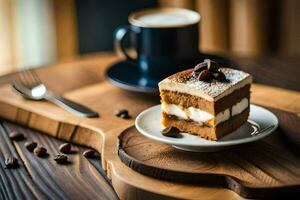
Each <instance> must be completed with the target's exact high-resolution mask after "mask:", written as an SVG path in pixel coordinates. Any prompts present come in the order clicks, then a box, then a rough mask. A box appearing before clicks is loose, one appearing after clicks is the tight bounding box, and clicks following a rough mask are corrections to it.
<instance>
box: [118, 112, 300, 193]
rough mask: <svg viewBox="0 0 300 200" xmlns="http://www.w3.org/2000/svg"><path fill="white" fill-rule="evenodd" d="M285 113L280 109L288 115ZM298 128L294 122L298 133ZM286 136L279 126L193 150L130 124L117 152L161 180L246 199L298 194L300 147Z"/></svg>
mask: <svg viewBox="0 0 300 200" xmlns="http://www.w3.org/2000/svg"><path fill="white" fill-rule="evenodd" d="M282 112H283V111H278V110H277V112H276V114H277V115H284V114H287V113H282ZM282 123H283V122H282V121H281V123H280V124H282ZM297 124H300V119H298V121H297ZM289 125H291V124H289ZM298 128H299V126H292V127H291V129H295V130H294V132H297V134H298V138H299V137H300V132H299V131H298V130H299V129H298ZM284 135H285V134H284V133H283V130H278V131H277V132H276V133H274V135H272V136H271V137H269V138H266V139H264V140H262V141H258V142H254V143H251V144H246V145H242V146H239V147H236V148H234V149H230V150H226V151H222V152H215V153H192V152H184V151H180V150H177V149H175V148H172V146H171V145H168V144H164V143H161V142H157V141H154V140H151V139H149V138H146V137H145V136H143V135H141V134H140V133H139V132H138V131H137V130H136V129H135V127H131V128H129V129H127V130H125V131H124V132H123V133H122V134H121V135H120V136H119V151H118V152H119V157H120V159H121V160H122V162H123V163H125V164H126V165H127V166H129V167H130V168H132V169H134V170H135V171H138V172H140V173H142V174H145V175H148V176H151V177H155V178H158V179H164V180H169V181H178V182H183V183H193V184H206V185H210V186H216V185H217V186H222V187H225V188H229V189H231V190H233V191H235V192H237V193H238V194H240V195H241V196H243V197H246V198H272V197H273V198H275V197H279V196H281V197H285V196H286V195H291V194H299V193H300V154H299V153H300V152H299V151H294V150H293V148H292V147H291V145H292V146H293V147H294V148H296V146H295V145H293V144H291V143H290V141H288V140H287V139H286V138H284Z"/></svg>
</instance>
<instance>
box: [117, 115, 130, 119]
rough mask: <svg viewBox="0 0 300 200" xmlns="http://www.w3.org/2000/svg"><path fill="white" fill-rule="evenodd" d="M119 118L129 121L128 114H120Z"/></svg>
mask: <svg viewBox="0 0 300 200" xmlns="http://www.w3.org/2000/svg"><path fill="white" fill-rule="evenodd" d="M120 118H122V119H130V118H131V116H130V115H129V114H121V115H120Z"/></svg>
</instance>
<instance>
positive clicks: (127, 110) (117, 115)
mask: <svg viewBox="0 0 300 200" xmlns="http://www.w3.org/2000/svg"><path fill="white" fill-rule="evenodd" d="M115 115H116V116H117V117H120V118H122V119H130V118H131V116H130V115H129V112H128V110H126V109H122V110H116V111H115Z"/></svg>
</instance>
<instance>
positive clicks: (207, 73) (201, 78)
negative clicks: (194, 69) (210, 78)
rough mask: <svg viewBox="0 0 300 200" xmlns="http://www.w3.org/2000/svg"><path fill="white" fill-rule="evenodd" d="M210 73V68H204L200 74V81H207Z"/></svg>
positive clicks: (208, 77)
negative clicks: (206, 80)
mask: <svg viewBox="0 0 300 200" xmlns="http://www.w3.org/2000/svg"><path fill="white" fill-rule="evenodd" d="M209 76H210V73H209V71H208V70H203V71H202V72H200V74H199V76H198V80H199V81H206V80H208V79H209Z"/></svg>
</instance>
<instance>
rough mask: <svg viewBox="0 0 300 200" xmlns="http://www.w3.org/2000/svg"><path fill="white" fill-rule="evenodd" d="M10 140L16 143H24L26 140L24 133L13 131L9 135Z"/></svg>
mask: <svg viewBox="0 0 300 200" xmlns="http://www.w3.org/2000/svg"><path fill="white" fill-rule="evenodd" d="M9 138H10V139H12V140H14V141H22V140H24V139H25V136H24V134H23V133H20V132H16V131H13V132H11V133H10V134H9Z"/></svg>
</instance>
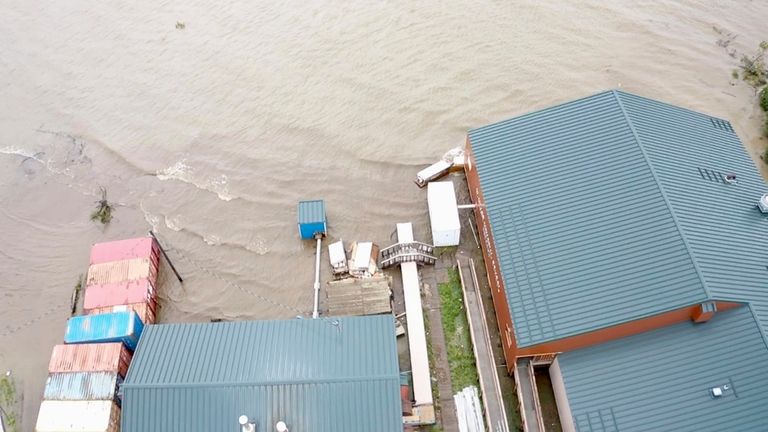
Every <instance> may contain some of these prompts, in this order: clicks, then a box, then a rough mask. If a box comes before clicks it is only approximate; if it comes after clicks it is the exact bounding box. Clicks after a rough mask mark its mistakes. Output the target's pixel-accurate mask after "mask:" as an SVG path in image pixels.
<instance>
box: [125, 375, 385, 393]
mask: <svg viewBox="0 0 768 432" xmlns="http://www.w3.org/2000/svg"><path fill="white" fill-rule="evenodd" d="M399 379H400V374H399V373H394V372H393V373H389V374H376V375H369V376H345V377H327V378H301V379H296V380H291V379H278V380H245V381H216V382H200V381H197V382H155V383H141V382H133V383H128V382H124V383H123V384H122V385H121V386H120V387H121V388H125V389H150V388H162V389H178V388H201V387H251V386H257V387H258V386H275V385H303V384H338V383H349V382H372V381H394V380H399Z"/></svg>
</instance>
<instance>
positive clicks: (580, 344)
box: [517, 302, 742, 357]
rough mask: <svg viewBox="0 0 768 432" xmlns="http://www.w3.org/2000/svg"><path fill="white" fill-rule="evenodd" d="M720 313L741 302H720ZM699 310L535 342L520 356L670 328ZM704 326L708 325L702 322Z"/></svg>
mask: <svg viewBox="0 0 768 432" xmlns="http://www.w3.org/2000/svg"><path fill="white" fill-rule="evenodd" d="M716 303H717V311H718V313H720V312H723V311H726V310H728V309H733V308H735V307H738V306H742V304H741V303H731V302H716ZM698 309H699V305H698V304H695V305H692V306H688V307H684V308H680V309H676V310H673V311H669V312H665V313H662V314H658V315H654V316H651V317H648V318H644V319H640V320H636V321H631V322H628V323H624V324H619V325H615V326H612V327H608V328H604V329H600V330H596V331H592V332H589V333H583V334H580V335H576V336H572V337H568V338H563V339H559V340H556V341H552V342H547V343H543V344H539V345H534V346H530V347H525V348H519V349H518V351H517V355H518V356H520V357H527V356H532V355H537V354H547V353H552V352H566V351H572V350H575V349H579V348H585V347H588V346H591V345H597V344H601V343H603V342H608V341H611V340H615V339H621V338H624V337H627V336H633V335H636V334H640V333H644V332H647V331H650V330H656V329H659V328H662V327H666V326H669V325H672V324H677V323H681V322H684V321H689V320H691V319H692V317H693V315H694V314H695V313H696V311H697V310H698ZM701 325H706V323H702V324H701Z"/></svg>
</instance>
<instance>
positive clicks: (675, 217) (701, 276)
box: [611, 90, 712, 300]
mask: <svg viewBox="0 0 768 432" xmlns="http://www.w3.org/2000/svg"><path fill="white" fill-rule="evenodd" d="M611 93H613V96H614V98H615V99H616V103H617V104H618V105H619V109H621V114H622V116H624V120H625V121H626V122H627V126H629V130H630V131H631V132H632V136H633V137H634V139H635V142H636V143H637V146H638V148H640V153H641V154H642V155H643V160H645V163H646V165H648V169H649V170H650V171H651V176H652V177H653V181H654V182H655V183H656V187H658V188H659V192H661V197H662V198H663V199H664V204H666V206H667V210H669V214H670V215H671V216H672V221H673V222H674V223H675V228H676V229H677V232H678V234H679V235H680V239H681V240H682V241H683V245H684V246H685V250H686V252H687V253H688V256H689V257H690V258H691V263H692V264H693V268H694V270H696V275H697V276H698V277H699V280H700V281H701V286H702V288H703V289H704V295H705V297H706V300H711V299H712V293H711V292H710V290H709V286H708V285H707V281H706V280H705V279H704V274H703V273H702V272H701V268H700V267H699V263H698V261H697V260H696V256H695V255H694V254H693V249H692V248H691V245H690V244H689V243H688V239H687V238H686V236H685V232H684V231H683V229H682V227H681V226H680V222H679V221H678V220H677V214H676V213H675V210H674V209H673V208H672V203H670V202H669V198H668V197H667V192H666V191H665V190H664V186H662V184H661V182H660V181H659V177H658V175H657V174H656V170H655V169H654V168H653V164H652V163H651V160H650V159H649V158H648V154H647V153H646V152H645V146H643V142H642V140H641V139H640V136H639V135H638V134H637V130H635V125H634V123H632V119H631V118H630V117H629V114H627V110H626V109H625V108H624V103H623V102H622V101H621V97H620V93H622V92H620V91H619V90H611ZM626 94H629V93H626Z"/></svg>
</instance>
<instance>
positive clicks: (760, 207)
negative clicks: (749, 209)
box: [757, 194, 768, 213]
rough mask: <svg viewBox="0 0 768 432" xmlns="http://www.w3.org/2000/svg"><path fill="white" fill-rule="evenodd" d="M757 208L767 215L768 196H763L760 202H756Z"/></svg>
mask: <svg viewBox="0 0 768 432" xmlns="http://www.w3.org/2000/svg"><path fill="white" fill-rule="evenodd" d="M757 207H758V208H759V209H760V211H761V212H763V213H768V194H763V196H761V197H760V201H758V202H757Z"/></svg>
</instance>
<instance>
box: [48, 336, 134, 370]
mask: <svg viewBox="0 0 768 432" xmlns="http://www.w3.org/2000/svg"><path fill="white" fill-rule="evenodd" d="M131 357H132V355H131V352H130V351H128V349H127V348H126V347H125V345H123V343H122V342H116V343H94V344H75V345H56V346H55V347H53V352H52V353H51V361H50V362H49V364H48V372H51V373H56V372H116V373H119V374H120V375H122V376H125V375H126V374H127V373H128V365H129V364H130V362H131Z"/></svg>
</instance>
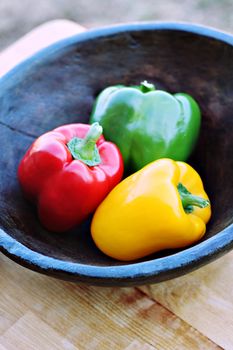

▶ **Problem**
How many lines of the data above contain the string "negative"? Case matters, and the reply should be the number alone.

▶ **Reply to the task**
3